■ **Action item**:
If an entry includes an image, drop the image and copy the rest verbatim.

■ **Records shown**:
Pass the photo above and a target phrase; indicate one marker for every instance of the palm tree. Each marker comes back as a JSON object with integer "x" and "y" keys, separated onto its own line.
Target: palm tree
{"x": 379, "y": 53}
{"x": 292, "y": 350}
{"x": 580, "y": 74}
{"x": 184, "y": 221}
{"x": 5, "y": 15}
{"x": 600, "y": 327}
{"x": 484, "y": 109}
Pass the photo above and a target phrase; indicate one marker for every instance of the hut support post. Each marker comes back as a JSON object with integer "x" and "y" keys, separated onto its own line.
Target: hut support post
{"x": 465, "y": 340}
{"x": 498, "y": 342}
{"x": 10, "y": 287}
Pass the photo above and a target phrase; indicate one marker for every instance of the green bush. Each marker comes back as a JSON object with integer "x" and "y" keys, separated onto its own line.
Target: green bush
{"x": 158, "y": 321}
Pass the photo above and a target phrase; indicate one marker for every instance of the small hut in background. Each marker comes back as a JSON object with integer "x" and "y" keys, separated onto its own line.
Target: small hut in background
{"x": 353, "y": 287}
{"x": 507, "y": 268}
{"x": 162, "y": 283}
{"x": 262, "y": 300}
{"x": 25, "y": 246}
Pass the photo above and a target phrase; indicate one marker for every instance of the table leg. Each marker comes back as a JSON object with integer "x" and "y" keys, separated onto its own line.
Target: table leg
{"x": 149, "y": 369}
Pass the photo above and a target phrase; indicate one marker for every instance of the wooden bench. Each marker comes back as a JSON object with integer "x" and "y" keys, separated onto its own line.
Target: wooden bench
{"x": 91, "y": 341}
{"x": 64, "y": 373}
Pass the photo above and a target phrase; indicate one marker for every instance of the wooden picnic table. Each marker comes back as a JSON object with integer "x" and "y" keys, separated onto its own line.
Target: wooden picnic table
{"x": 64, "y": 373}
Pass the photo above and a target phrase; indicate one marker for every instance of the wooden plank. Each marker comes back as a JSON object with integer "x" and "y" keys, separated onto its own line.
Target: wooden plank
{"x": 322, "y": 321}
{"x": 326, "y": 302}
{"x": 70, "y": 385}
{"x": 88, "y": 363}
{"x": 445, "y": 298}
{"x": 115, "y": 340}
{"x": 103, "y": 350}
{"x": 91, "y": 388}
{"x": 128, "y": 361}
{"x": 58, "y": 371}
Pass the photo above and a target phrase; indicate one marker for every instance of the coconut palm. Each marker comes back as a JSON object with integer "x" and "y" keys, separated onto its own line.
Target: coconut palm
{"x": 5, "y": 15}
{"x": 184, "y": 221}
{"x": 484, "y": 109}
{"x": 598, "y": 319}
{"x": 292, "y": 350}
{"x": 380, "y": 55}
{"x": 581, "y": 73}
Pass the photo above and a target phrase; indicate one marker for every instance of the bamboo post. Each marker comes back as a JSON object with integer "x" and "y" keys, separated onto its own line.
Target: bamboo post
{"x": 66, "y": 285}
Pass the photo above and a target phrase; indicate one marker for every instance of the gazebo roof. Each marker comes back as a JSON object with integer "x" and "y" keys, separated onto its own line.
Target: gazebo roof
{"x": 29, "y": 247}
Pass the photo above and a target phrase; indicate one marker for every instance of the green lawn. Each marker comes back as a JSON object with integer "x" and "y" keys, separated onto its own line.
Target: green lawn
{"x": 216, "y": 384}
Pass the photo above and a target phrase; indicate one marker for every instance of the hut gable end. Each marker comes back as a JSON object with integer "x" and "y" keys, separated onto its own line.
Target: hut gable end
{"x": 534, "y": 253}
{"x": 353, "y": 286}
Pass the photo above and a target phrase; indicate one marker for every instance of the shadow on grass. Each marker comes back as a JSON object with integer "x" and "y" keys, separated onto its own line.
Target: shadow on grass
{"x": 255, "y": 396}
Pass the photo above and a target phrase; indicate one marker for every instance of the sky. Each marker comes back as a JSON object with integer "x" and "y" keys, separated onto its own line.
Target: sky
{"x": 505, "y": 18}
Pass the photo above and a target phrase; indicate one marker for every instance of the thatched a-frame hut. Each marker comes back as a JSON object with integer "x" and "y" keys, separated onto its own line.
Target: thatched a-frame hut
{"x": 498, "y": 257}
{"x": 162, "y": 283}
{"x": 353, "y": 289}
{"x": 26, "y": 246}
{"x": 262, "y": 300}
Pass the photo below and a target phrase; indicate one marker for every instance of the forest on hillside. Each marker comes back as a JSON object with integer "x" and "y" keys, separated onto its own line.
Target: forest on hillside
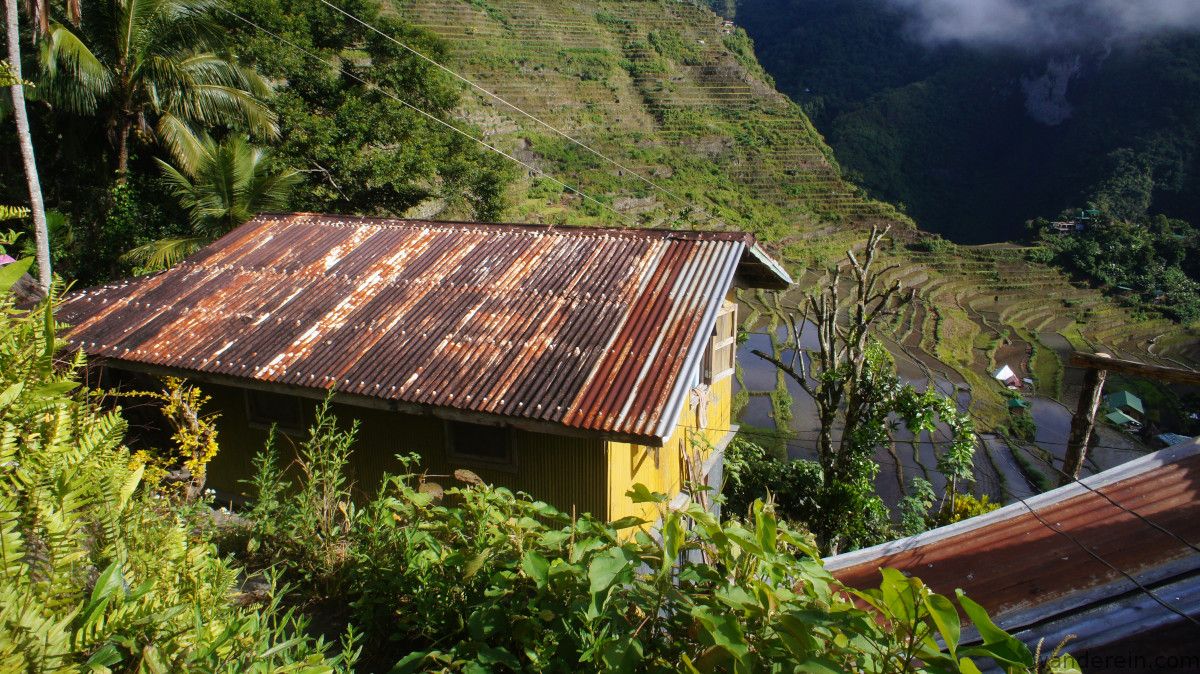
{"x": 975, "y": 138}
{"x": 161, "y": 125}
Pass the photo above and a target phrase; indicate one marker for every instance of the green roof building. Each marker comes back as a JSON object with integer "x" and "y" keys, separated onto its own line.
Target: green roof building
{"x": 1120, "y": 419}
{"x": 1126, "y": 402}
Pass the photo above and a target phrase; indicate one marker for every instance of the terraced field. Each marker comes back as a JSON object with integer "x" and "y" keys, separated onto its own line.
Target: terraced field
{"x": 682, "y": 127}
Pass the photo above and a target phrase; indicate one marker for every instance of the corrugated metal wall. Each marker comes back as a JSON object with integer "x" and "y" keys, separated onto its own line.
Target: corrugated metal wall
{"x": 563, "y": 471}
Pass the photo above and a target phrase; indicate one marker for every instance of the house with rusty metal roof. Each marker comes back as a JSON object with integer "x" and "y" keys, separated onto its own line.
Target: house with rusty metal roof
{"x": 565, "y": 362}
{"x": 1113, "y": 559}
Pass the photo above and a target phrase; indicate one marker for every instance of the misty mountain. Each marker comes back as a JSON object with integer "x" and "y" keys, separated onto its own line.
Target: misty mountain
{"x": 981, "y": 115}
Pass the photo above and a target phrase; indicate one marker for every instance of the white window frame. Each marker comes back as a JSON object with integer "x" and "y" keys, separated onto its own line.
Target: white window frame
{"x": 717, "y": 343}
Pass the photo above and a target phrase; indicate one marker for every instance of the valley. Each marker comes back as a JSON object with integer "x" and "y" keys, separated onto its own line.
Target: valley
{"x": 679, "y": 126}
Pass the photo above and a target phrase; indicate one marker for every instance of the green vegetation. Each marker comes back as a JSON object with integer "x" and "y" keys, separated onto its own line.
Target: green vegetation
{"x": 852, "y": 380}
{"x": 144, "y": 82}
{"x": 228, "y": 184}
{"x": 905, "y": 118}
{"x": 101, "y": 571}
{"x": 1153, "y": 262}
{"x": 97, "y": 572}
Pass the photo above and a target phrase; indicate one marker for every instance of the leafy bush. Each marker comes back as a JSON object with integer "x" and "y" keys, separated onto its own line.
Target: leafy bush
{"x": 965, "y": 506}
{"x": 1020, "y": 426}
{"x": 95, "y": 572}
{"x": 472, "y": 578}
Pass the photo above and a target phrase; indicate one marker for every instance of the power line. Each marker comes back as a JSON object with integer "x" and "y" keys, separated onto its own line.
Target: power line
{"x": 897, "y": 461}
{"x": 522, "y": 112}
{"x": 1146, "y": 590}
{"x": 429, "y": 115}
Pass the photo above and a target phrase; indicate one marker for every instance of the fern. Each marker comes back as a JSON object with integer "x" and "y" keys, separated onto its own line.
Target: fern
{"x": 95, "y": 571}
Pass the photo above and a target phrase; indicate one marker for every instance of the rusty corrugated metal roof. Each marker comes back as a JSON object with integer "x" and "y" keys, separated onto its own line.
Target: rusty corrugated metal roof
{"x": 1038, "y": 583}
{"x": 592, "y": 329}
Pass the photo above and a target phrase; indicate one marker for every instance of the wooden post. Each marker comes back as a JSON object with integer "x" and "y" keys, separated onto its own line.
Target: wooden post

■ **Response box**:
Pass the photo above and a target phrase; indicate one marker for every instance of the palm tree. Each marker comes back as a JSON object with integer "x" and "y" keys, separated onto its own line.
Target: palm tree
{"x": 379, "y": 53}
{"x": 292, "y": 350}
{"x": 580, "y": 74}
{"x": 184, "y": 221}
{"x": 5, "y": 15}
{"x": 600, "y": 327}
{"x": 484, "y": 109}
Pass the photo above and a target phrase; indicate one marker for every instance of the hut support post. Each marker comes back as a JSON object with integer "x" and "y" keys, separated onto its own line.
Target: hut support post
{"x": 465, "y": 340}
{"x": 498, "y": 342}
{"x": 10, "y": 287}
Pass the photo above and a target phrase; indicate one marker for every instance of the green bush. Each marker comes back as a JSON object with integer "x" and "y" keys, separated onto its own line.
Target: green bush
{"x": 158, "y": 321}
Pass the photo above and a target phrase; indicate one marker for every instance of the small hut in background. Each marker comes back as a JSON object with integer "x" and "y" keys, separated onto its own line.
Target: small hut in background
{"x": 353, "y": 287}
{"x": 507, "y": 268}
{"x": 162, "y": 283}
{"x": 262, "y": 300}
{"x": 25, "y": 246}
Pass the photo above and a target phrase; indicate one marker for every instance of the table leg. Each marker comes back as a JSON object with integer "x" and "y" keys, separated onto its own line.
Target: table leg
{"x": 149, "y": 369}
Pass the photo above and a target phrase; indicate one marker for every instance of the wooden bench. Each marker comes back as a JSON object with integer "x" and "y" keys, separated onto its own line.
Target: wooden bench
{"x": 91, "y": 341}
{"x": 64, "y": 373}
Pass the photo above and a target phrase; indicate one marker for every instance of the wooden picnic table. Each marker comes back as a JSON object with integer "x" and "y" keys, separated onto its own line.
Target: wooden picnic table
{"x": 64, "y": 373}
Pass the photo above and a target phrase; indicate one marker for every instance of the wooden plank. Each marker comes back as a JSON object with integer "x" and "y" keys, separated onto its own line.
Target: wooden plank
{"x": 322, "y": 321}
{"x": 326, "y": 302}
{"x": 70, "y": 385}
{"x": 88, "y": 363}
{"x": 445, "y": 298}
{"x": 115, "y": 340}
{"x": 103, "y": 350}
{"x": 91, "y": 388}
{"x": 128, "y": 361}
{"x": 58, "y": 371}
Pass the photo above and a target phrase; indicate one marker for every instance of the coconut palm. Each marker comes back as a JSON object with integer "x" and "y" keys, separated onto its own line.
Target: coconut palm
{"x": 5, "y": 15}
{"x": 184, "y": 221}
{"x": 484, "y": 109}
{"x": 598, "y": 319}
{"x": 292, "y": 350}
{"x": 380, "y": 55}
{"x": 581, "y": 73}
Pass the photo above and a target phrase; indicate one marker for every instance of the bamboo post. Each marker comes back as a JSON object with integer "x" and "y" keys, separated onto its own line.
Target: bamboo post
{"x": 66, "y": 285}
Pass the photo above and a target phrase; indicate one marker for every instance of the gazebo roof. Each marker comes back as a JSON object with integer "x" and "y" keys, separated onto its own line.
Target: gazebo roof
{"x": 29, "y": 247}
Pass the photo above and a target phrase; indicate one marker for every instance of the green lawn. Each marker comes back as a JSON object with integer "x" and "y" keys, separated onto its own line.
Target: green lawn
{"x": 216, "y": 384}
Pass the photo above and a target phrase; indicate one marker for every instance of the hut gable end. Each marker comes back as a JSON object with integer "x" and "y" keys, separated onto its own line.
Target: hut gable end
{"x": 534, "y": 253}
{"x": 353, "y": 286}
Pass the photo above and a target phrase; indicate one marker for every instance of the shadow on grass. Each marker comes back as a JSON object with integer "x" and "y" keys, separated onto its own line.
Target: shadow on grass
{"x": 255, "y": 396}
Pass the photo above and a target phrase; indicate one marker for every instance of the sky. Each marker comes back as a JSON object with integer "x" and "y" keys, separated onto its own line.
Target: sky
{"x": 505, "y": 18}
Pass the photo above and a target phrase; indicate one marker for every instance of the thatched a-frame hut. Each marker comes back as a JSON object with integer "x" and "y" keys, separated onto its own line.
Target: thatched a-frame hut
{"x": 498, "y": 257}
{"x": 162, "y": 283}
{"x": 353, "y": 289}
{"x": 26, "y": 246}
{"x": 262, "y": 300}
Pass the photo below and a target phrase; indicate one marker for every instance of the forest on hillside. Each marker comes back as a JSON object with integer "x" and "y" keys, separated onto its own line.
Target: forest on hillside
{"x": 975, "y": 138}
{"x": 161, "y": 125}
Pass the photo above and a target phrase; indicate one marker for every instance of the green roof building. Each marker comes back as a JSON object with integer "x" and "y" keys, separated onto its own line.
Target: green roof building
{"x": 1120, "y": 419}
{"x": 1126, "y": 402}
Pass the photo above and a target phrase; indicate one marker for every instance of the terraced field. Each marker comes back as a JSON object with integer "x" and "y" keys, separated onto its own line.
Target: terraced field
{"x": 682, "y": 127}
Pass the photo above and a target phrase; indicate one marker for every instance of the corrugated metal wall. Each marker comes back as a JSON object with integer "x" and "y" keys, separated onto its own line.
Target: corrugated metal wall
{"x": 563, "y": 471}
Pass the photo above and a target phrase; indicate one marker for every instance of the house with rusty metal roof. Each marker comes back as a JSON object with integer "x" and "y" keys, separated onto its own line.
Target: house with rusty metal roof
{"x": 565, "y": 362}
{"x": 1113, "y": 559}
Pass the photo above and a target phrase; indicate one marker for every instance of the misty mountain. Each marker comes back as a JSON object with integer "x" and "y" keys, separated onto its own line.
Target: misty mountain
{"x": 981, "y": 115}
Pass the photo above and a target phrase; indicate one marker for every instance of the white window frame. Each marker comes back as a JSON object with integer "x" and "y" keys, separated onto its own line.
Target: white window frame
{"x": 717, "y": 343}
Pass the photo above and a target phrase; indicate one marker for every instance of the valley. Each marker comes back as a JSON object with integer "x" and "y" keys, separated onto its own line.
Target: valley
{"x": 679, "y": 126}
Pass the photo above and a target phrase; indicate one marker for every instance of the green vegetation. Each marker comes back as a JSON object with integer "x" and "y" keys, separated onto its own line.
Target: green vegetation
{"x": 852, "y": 380}
{"x": 144, "y": 82}
{"x": 228, "y": 184}
{"x": 905, "y": 118}
{"x": 101, "y": 571}
{"x": 1153, "y": 262}
{"x": 97, "y": 572}
Pass the photo above and a target phrase; indicate one marker for every instance of the leafy bush. Each marker comes back as a JSON object with integer "x" and "y" keys, separated onto its own line.
Target: leafy bush
{"x": 965, "y": 506}
{"x": 1020, "y": 426}
{"x": 95, "y": 572}
{"x": 472, "y": 578}
Pass the photo above and a target phrase; indicate one marker for every instance of the power line. Each marker comes back as a JSON object with integer "x" and "y" keys, separated onto its own line.
Target: power line
{"x": 897, "y": 461}
{"x": 522, "y": 112}
{"x": 1146, "y": 590}
{"x": 429, "y": 115}
Pass the photo above and a target phrase; indicate one marker for every instance of the fern. Each marker comes back as a JSON object with integer "x" and "y" keys, separated onto its own line.
Target: fern
{"x": 95, "y": 571}
Pass the photo above and a target phrase; indicate one marker for every instance of the rusty corrugated metal roof. Each marker comes back as a JSON object with integer "x" and "y" keys, separated onto its own line.
Target: rusty corrugated metal roof
{"x": 1038, "y": 583}
{"x": 592, "y": 329}
Pass the photo above and a target phrase; indicate one marker for every instance of the wooden post. Each marker comes back as a JSON object with integer "x" and "y" keys, separated onto its own line.
Target: wooden post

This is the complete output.